Excerpts from a point labeling dataset:

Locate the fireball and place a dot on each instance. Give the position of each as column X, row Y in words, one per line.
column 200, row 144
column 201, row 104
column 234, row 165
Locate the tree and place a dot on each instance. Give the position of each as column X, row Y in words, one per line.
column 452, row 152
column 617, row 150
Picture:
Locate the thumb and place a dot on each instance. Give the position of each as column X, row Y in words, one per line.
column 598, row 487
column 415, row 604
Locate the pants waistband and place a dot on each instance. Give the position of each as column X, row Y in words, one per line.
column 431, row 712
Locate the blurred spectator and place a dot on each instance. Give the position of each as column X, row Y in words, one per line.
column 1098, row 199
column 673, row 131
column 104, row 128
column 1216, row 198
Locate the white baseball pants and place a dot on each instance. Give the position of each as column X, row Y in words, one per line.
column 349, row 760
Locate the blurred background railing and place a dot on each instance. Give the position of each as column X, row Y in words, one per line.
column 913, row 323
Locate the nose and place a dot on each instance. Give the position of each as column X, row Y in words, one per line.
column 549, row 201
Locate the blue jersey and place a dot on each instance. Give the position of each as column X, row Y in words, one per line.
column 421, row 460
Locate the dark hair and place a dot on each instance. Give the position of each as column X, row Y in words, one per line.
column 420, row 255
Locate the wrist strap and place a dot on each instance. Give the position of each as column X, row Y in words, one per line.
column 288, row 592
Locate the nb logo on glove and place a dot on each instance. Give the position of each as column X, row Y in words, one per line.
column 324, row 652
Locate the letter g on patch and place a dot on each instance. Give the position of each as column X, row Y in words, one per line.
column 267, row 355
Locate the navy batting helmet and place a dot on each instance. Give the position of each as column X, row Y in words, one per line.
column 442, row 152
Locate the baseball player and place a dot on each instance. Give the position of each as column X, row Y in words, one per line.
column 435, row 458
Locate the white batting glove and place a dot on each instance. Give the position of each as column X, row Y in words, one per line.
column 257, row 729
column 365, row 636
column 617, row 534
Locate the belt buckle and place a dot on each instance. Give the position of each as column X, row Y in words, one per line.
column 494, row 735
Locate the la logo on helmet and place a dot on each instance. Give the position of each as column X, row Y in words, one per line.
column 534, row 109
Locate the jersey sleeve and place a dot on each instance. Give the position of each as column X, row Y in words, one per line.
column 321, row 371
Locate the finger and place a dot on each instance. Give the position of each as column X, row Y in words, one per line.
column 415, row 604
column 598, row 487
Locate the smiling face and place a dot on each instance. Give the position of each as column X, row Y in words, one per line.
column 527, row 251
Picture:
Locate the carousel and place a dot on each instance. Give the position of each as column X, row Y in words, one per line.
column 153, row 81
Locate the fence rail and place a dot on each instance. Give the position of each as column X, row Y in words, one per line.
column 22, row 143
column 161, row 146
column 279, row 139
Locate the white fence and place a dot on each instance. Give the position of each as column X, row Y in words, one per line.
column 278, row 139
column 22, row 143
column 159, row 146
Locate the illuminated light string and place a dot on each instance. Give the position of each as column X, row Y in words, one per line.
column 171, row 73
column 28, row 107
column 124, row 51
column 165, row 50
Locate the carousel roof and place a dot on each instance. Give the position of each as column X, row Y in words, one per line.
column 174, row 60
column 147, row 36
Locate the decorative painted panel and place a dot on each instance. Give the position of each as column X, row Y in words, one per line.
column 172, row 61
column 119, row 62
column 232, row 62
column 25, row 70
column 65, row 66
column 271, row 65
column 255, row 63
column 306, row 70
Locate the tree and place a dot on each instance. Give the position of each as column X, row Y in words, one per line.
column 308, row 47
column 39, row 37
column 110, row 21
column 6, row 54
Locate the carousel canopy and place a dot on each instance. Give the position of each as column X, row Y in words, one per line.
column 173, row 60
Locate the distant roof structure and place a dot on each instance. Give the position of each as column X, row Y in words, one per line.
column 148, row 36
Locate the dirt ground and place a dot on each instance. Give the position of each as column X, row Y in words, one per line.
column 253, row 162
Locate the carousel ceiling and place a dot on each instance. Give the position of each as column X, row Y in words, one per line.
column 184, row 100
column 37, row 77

Exercise ▸ Starting at the beginning of the material and ending at the line containing "column 617, row 150", rewrite those lines with "fireball" changed to "explosion" and everything else left as it is.

Correct output ▸
Locate the explosion and place a dot on each instance. Give the position of each as column X, row Y in words, one per line.
column 200, row 144
column 201, row 104
column 234, row 165
Locate the tree and place a dot on each instance. Give the position of each as column X, row Y in words, one per line.
column 452, row 152
column 617, row 150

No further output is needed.